* Work instructions *
Output every record word for word.

* Data entries *
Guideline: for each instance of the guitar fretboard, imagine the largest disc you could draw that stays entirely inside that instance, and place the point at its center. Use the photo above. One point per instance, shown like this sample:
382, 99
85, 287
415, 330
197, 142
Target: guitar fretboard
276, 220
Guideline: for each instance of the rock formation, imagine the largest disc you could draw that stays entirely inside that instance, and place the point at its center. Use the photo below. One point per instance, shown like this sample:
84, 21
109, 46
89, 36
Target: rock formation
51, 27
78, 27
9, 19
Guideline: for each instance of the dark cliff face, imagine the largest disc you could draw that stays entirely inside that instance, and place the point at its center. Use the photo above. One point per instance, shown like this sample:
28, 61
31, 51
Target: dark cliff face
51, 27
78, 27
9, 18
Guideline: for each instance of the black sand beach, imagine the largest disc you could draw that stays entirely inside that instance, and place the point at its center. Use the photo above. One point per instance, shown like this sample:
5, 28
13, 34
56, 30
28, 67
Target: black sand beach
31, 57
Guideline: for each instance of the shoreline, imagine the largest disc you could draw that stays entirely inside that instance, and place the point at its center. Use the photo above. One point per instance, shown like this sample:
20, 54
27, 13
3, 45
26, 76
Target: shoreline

* Complete response *
Guideline: for each instance of the guitar fretboard, imagine the largest disc you could draw that stays entirely inside that instance, and place the point at its center. Use the photo above. One point per instance, shown like this sample:
382, 99
85, 287
415, 330
197, 142
Target: guitar fretboard
276, 220
Guideline: for each instance of the rock formation, imagine the largest disc you could draw that stays entirely inside that instance, and place the point at its center. Use the photo below. One point per instance, shown like this sample:
84, 21
109, 46
89, 36
Target: rock formation
51, 27
78, 27
9, 19
Guideline: for each instance of the dark cliff face, imagine the largest disc you could draw that stays entirely inside that instance, and place the point at its center. Use the photo above. One point per instance, shown like this sample:
28, 61
31, 51
Target: dark cliff face
51, 27
78, 27
9, 18
Guideline: for each instance of the black sand beach, imagine the largest disc you could draw that stays entirely inside that instance, and place the point at its center. Use the photo above. One point per instance, shown like this sample:
5, 28
13, 34
56, 30
28, 67
Target: black sand beach
31, 57
Guideline: for each instance of the shoreline, imagine the largest disc you could draw that stays entirely inside that instance, and place the point at its center. Use the photo above. One point per instance, shown like this sample:
20, 54
27, 13
3, 45
26, 76
Target: shoreline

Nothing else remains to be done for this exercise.